- _Instructions to follow_
Copy all of the material below, swapping every "rough mask" for "coarse mask" and leaving everything else unchanged. Leave out the pictures.

- _Input_

-.-.-

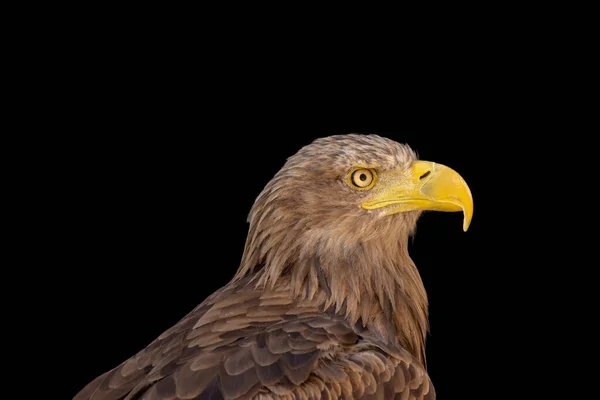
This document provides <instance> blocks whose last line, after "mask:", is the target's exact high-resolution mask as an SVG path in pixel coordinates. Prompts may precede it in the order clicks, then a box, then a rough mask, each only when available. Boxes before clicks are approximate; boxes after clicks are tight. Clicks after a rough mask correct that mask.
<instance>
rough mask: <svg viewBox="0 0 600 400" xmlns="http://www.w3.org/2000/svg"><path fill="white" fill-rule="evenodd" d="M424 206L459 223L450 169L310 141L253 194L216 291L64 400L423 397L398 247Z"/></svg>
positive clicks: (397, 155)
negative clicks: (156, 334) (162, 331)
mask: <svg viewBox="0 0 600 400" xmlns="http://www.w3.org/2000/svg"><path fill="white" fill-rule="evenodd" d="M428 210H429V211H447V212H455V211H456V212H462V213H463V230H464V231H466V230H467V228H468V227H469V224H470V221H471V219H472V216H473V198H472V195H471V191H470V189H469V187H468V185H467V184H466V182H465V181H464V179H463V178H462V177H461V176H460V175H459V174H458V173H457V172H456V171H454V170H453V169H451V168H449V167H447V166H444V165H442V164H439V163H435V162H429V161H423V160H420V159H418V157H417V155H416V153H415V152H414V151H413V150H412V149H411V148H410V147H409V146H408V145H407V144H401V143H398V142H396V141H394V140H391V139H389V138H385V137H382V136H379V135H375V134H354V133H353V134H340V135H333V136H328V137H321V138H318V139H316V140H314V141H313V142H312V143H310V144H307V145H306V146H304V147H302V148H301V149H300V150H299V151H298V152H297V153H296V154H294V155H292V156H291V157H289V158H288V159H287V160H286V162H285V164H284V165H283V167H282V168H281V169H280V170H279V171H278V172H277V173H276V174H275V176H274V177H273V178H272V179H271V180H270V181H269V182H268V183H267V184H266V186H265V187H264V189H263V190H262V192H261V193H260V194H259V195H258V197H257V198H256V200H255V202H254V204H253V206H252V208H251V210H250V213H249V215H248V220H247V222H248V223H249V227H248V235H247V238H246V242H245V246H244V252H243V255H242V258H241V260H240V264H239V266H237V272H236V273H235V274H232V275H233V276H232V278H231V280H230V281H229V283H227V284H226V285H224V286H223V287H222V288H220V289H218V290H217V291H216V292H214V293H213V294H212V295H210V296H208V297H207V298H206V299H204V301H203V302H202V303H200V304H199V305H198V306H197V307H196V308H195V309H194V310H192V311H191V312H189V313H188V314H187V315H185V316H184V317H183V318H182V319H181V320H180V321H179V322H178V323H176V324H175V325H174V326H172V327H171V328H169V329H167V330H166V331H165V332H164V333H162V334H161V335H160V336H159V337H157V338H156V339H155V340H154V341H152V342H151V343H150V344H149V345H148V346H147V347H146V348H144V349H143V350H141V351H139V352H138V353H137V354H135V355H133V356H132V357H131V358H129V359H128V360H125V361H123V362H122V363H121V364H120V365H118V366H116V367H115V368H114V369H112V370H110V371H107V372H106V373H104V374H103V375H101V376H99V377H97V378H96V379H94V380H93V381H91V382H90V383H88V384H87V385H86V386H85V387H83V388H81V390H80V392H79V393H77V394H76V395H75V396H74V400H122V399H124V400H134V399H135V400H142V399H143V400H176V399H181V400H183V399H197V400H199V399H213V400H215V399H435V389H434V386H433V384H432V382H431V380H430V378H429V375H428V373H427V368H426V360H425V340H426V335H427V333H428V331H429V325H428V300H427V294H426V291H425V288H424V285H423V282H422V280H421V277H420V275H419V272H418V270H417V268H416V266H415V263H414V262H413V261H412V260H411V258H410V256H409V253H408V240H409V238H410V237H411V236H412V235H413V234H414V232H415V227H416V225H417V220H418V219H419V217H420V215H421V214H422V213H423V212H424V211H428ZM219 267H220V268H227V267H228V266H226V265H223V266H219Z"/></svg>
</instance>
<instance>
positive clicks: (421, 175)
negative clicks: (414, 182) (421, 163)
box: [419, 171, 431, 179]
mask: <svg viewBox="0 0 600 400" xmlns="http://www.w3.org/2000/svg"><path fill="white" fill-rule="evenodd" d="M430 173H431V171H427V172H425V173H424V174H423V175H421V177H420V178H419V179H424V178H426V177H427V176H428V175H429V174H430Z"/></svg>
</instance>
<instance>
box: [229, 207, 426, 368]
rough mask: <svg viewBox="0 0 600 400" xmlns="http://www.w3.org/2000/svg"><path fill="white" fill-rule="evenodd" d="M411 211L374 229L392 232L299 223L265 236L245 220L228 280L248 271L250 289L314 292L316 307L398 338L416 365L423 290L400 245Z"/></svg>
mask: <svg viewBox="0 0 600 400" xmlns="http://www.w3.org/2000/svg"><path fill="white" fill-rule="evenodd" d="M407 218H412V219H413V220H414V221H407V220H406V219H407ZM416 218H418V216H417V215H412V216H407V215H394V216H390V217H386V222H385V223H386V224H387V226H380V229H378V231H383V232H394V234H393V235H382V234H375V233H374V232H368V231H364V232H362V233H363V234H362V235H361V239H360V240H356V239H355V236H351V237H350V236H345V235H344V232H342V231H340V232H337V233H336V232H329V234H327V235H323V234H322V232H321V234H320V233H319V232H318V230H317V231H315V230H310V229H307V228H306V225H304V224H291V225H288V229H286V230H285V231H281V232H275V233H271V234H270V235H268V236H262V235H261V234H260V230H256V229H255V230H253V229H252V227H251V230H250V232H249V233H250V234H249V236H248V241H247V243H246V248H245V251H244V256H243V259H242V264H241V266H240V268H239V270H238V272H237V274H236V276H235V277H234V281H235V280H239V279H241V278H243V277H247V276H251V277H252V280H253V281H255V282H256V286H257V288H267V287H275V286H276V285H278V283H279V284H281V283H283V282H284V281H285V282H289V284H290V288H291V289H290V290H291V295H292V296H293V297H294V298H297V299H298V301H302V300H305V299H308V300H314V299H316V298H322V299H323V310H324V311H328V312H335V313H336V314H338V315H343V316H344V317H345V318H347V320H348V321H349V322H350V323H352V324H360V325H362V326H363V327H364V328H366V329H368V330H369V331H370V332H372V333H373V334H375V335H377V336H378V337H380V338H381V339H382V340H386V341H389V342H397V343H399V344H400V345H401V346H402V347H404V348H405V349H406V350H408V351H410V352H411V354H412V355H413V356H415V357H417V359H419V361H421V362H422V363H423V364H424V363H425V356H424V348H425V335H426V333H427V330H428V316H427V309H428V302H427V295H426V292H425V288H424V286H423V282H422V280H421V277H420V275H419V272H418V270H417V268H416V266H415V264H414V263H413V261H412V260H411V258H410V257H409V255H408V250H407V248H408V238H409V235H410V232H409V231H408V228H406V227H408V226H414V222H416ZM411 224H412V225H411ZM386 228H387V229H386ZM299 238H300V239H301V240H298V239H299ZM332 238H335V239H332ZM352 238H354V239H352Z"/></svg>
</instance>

-.-.-

- _Solution to this problem_
This document provides <instance> blocks whose last line, after "mask:", is the target's exact high-resolution mask as an SVG path in pixel coordinates. Prompts may precede it in the order clicks, then a box, then a coarse mask, each only when available. Boxes before clicks are approximate; boxes after clicks are tight. Clicks after a coarse mask correct that mask.
<instance>
coarse mask: <svg viewBox="0 0 600 400" xmlns="http://www.w3.org/2000/svg"><path fill="white" fill-rule="evenodd" d="M424 206L459 223L450 169L310 141L253 194L216 291L64 400L423 397L398 247Z"/></svg>
positive clicks: (397, 155)
negative clicks: (156, 334) (162, 331)
mask: <svg viewBox="0 0 600 400" xmlns="http://www.w3.org/2000/svg"><path fill="white" fill-rule="evenodd" d="M428 210H429V211H447V212H455V211H456V212H462V213H463V230H464V231H466V230H467V228H468V227H469V224H470V221H471V219H472V216H473V198H472V195H471V191H470V189H469V187H468V185H467V184H466V182H465V181H464V179H463V178H462V177H461V176H460V175H459V174H458V173H457V172H456V171H454V170H453V169H451V168H449V167H447V166H444V165H442V164H439V163H435V162H429V161H423V160H420V159H418V157H417V155H416V153H415V152H414V151H413V150H412V149H411V148H410V147H409V146H408V145H407V144H401V143H398V142H396V141H394V140H391V139H389V138H385V137H382V136H379V135H375V134H354V133H353V134H340V135H333V136H328V137H321V138H318V139H316V140H314V141H313V142H312V143H310V144H307V145H306V146H304V147H302V148H301V149H300V150H299V151H298V152H297V153H296V154H294V155H292V156H291V157H289V158H288V159H287V160H286V162H285V164H284V165H283V167H282V168H281V169H280V170H279V171H278V172H277V173H276V174H275V176H274V177H273V178H272V179H271V180H270V181H269V182H268V183H267V184H266V186H265V187H264V189H263V190H262V192H261V193H260V194H259V195H258V197H257V198H256V200H255V202H254V204H253V206H252V208H251V210H250V213H249V215H248V220H247V222H248V223H249V227H248V235H247V238H246V242H245V246H244V252H243V255H242V258H241V260H240V264H239V266H237V272H236V273H235V274H232V275H233V276H232V278H231V280H230V281H229V283H227V284H226V285H224V286H223V287H222V288H220V289H218V290H217V291H216V292H214V293H213V294H212V295H210V296H208V297H207V298H206V299H204V301H203V302H202V303H200V304H199V305H198V306H197V307H196V308H195V309H194V310H192V311H191V312H189V313H188V314H187V315H185V316H184V317H183V318H182V319H181V320H180V321H179V322H178V323H176V324H175V325H174V326H172V327H171V328H169V329H167V330H166V331H165V332H164V333H162V334H161V335H160V336H159V337H157V338H156V339H155V340H154V341H152V342H151V343H150V344H149V345H148V346H147V347H146V348H144V349H143V350H141V351H139V352H138V353H137V354H135V355H133V356H132V357H131V358H129V359H128V360H125V361H123V362H122V363H121V364H120V365H118V366H116V367H115V368H114V369H112V370H110V371H107V372H106V373H104V374H103V375H101V376H99V377H97V378H96V379H94V380H93V381H91V382H90V383H88V384H87V385H86V386H85V387H83V388H81V390H80V392H79V393H77V394H76V395H75V396H74V400H122V399H124V400H134V399H135V400H142V399H143V400H176V399H181V400H183V399H197V400H199V399H213V400H215V399H435V389H434V386H433V384H432V382H431V380H430V378H429V375H428V373H427V368H426V360H425V340H426V335H427V333H428V331H429V325H428V300H427V294H426V291H425V288H424V285H423V282H422V280H421V277H420V275H419V272H418V270H417V268H416V266H415V263H414V262H413V261H412V260H411V258H410V256H409V253H408V240H409V238H410V237H411V236H412V235H413V234H414V232H415V227H416V225H417V220H418V219H419V217H420V215H421V214H422V213H423V212H424V211H428ZM219 267H220V268H227V267H228V266H226V265H223V266H219Z"/></svg>
</instance>
<instance>
positive clicks: (421, 175)
negative clicks: (414, 182) (421, 163)
box: [419, 171, 431, 179]
mask: <svg viewBox="0 0 600 400" xmlns="http://www.w3.org/2000/svg"><path fill="white" fill-rule="evenodd" d="M430 173H431V171H427V172H425V173H424V174H423V175H421V177H420V178H419V179H424V178H426V177H427V176H428V175H429V174H430Z"/></svg>
</instance>
<instance>
box: [229, 207, 426, 368]
coarse mask: <svg viewBox="0 0 600 400" xmlns="http://www.w3.org/2000/svg"><path fill="white" fill-rule="evenodd" d="M411 211L374 229L392 232L299 223L265 236L245 220L228 280L248 271L250 289L314 292L316 307L398 338L416 365L423 290L400 245Z"/></svg>
mask: <svg viewBox="0 0 600 400" xmlns="http://www.w3.org/2000/svg"><path fill="white" fill-rule="evenodd" d="M407 218H412V219H413V220H414V221H407V220H406V219H407ZM416 218H418V216H417V215H412V216H407V215H394V216H390V217H386V222H385V223H386V224H387V226H380V229H378V231H383V232H394V234H393V235H382V234H375V233H374V232H368V231H364V232H362V233H363V234H362V235H361V239H360V240H356V239H355V236H351V237H350V236H345V235H344V232H342V231H340V232H337V233H336V232H329V234H327V235H323V234H322V232H321V234H320V233H319V232H318V230H317V231H315V230H310V229H307V228H306V225H304V224H291V225H288V229H286V230H285V231H281V232H275V233H271V234H270V235H268V236H262V235H261V234H260V230H256V229H255V230H253V229H252V227H251V230H250V232H249V233H250V234H249V236H248V241H247V243H246V248H245V251H244V256H243V259H242V264H241V266H240V268H239V270H238V272H237V274H236V276H235V277H234V281H235V280H239V279H241V278H243V277H247V276H251V277H252V280H253V281H255V282H256V286H257V288H267V287H275V286H276V285H278V283H279V284H281V283H283V282H284V281H285V282H289V284H290V288H291V289H290V290H291V295H292V296H293V297H294V298H297V299H298V301H302V300H305V299H308V300H314V299H316V298H322V299H323V310H324V311H328V312H335V313H336V314H338V315H343V316H344V317H345V318H347V320H348V321H349V322H350V323H352V324H360V325H362V326H363V327H364V328H366V329H368V330H369V331H370V332H372V333H373V334H375V335H377V336H378V337H380V338H381V339H382V340H386V341H389V342H397V343H399V344H400V345H401V346H402V347H404V348H405V349H406V350H408V351H410V352H411V354H412V355H413V356H415V357H417V359H419V361H421V362H422V363H423V364H424V363H425V356H424V348H425V335H426V333H427V330H428V316H427V309H428V302H427V295H426V292H425V288H424V286H423V282H422V280H421V277H420V275H419V272H418V270H417V268H416V266H415V264H414V263H413V261H412V260H411V258H410V257H409V255H408V250H407V248H408V238H409V235H410V232H409V231H408V228H406V227H408V226H414V222H416ZM411 224H412V225H411ZM386 228H387V229H386ZM299 238H300V239H301V240H298V239H299ZM332 238H335V239H332ZM352 238H354V239H352Z"/></svg>
</instance>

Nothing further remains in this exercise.